When no chunks remain to be processed, the keyword generation process 200 can 
inspect the counters for each word or phrase in the keyword list 160. A select number 
of words or phrases in the keyword list 160 having the highest counter values can be 
chosen as the keywords 170 for the content 110. Importantly, the skilled artisan will 
recognize the substantial and inherent advantages of the system illustrated in Figure 1 . 
Most notably, the foregoing system operates automatically and autonomously upon 
content 1 10 to produce the keywords 170. No manual intervention will be required. 
Also, the keyword generation process 200 can be self-configuring in that words and 
phrases can be added to the dictionary 150 when considered notable within the content 
110 itself.

▶ TASK 1
Decide whether each statement agrees with the keyword generation excerpt. Answer yes or no and quote the deciding words. (a) The keywords are drawn from the words or phrases with the highest counter values. (b) A person must review the output before the keywords are produced. (c) Words and phrases can be added to the dictionary when they are considered notable within the content itself.
▶ TASK 2
Using the keyword generation excerpt, explain in one to three sentences why the keyword generation process 200 can be called self-configuring.
▶ TASK 3
Write the next part of the excerpt on automatic keyword generation, starting after its final sentence.

▶ RECORD LIST

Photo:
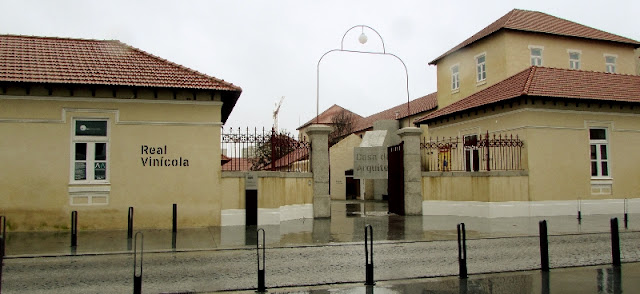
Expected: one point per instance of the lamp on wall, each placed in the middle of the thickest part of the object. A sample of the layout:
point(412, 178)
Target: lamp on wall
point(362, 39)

==

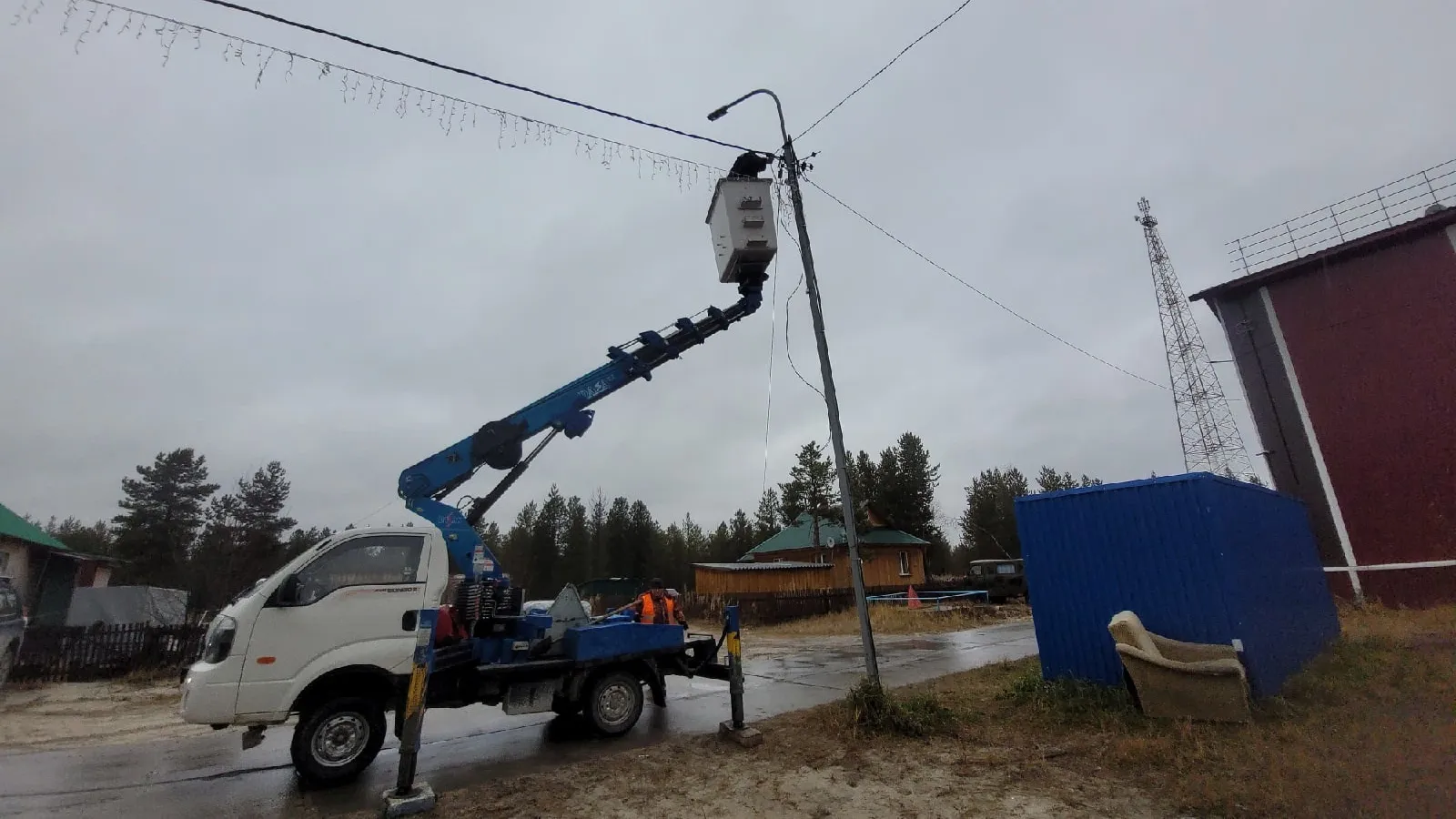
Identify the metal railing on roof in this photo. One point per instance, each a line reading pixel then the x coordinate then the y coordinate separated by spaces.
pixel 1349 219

▶ TASK OUTPUT 1
(a) Yes: "A select number of words or phrases in the keyword list 160 having the highest counter values can be chosen as the keywords 170 for the content 110."
(b) No: "No manual intervention will be required."
(c) Yes: "words and phrases can be added to the dictionary 150 when considered notable within the content 110 itself."

▶ TASK OUTPUT 2
The keyword generation process 200 can be called self-configuring because words and phrases can be added to the dictionary 150 when they are considered notable within the content 110 itself.

▶ TASK OUTPUT 3
[0022] In more particularly illustration of the foregoing methodology, Figures 2A and 
2B, taken together, are a flow chart illustrating a process for self-configuring keyword 
derivation for learning content. Beginning first in block 205 of Figure 2A, a selection of 
common words can loaded into memory for convenient access as can a dictionary of 
words and phrases which are specific to a domain of interest. In block 210, a first chunk 
of content can be selected for processing. In blocks 215 through 240, the first chunk 
can be processed with respect to the dictionary of specific words and phrases in an 
attempt to locate all incidents in the chunk of all words and phrases in the dictionary.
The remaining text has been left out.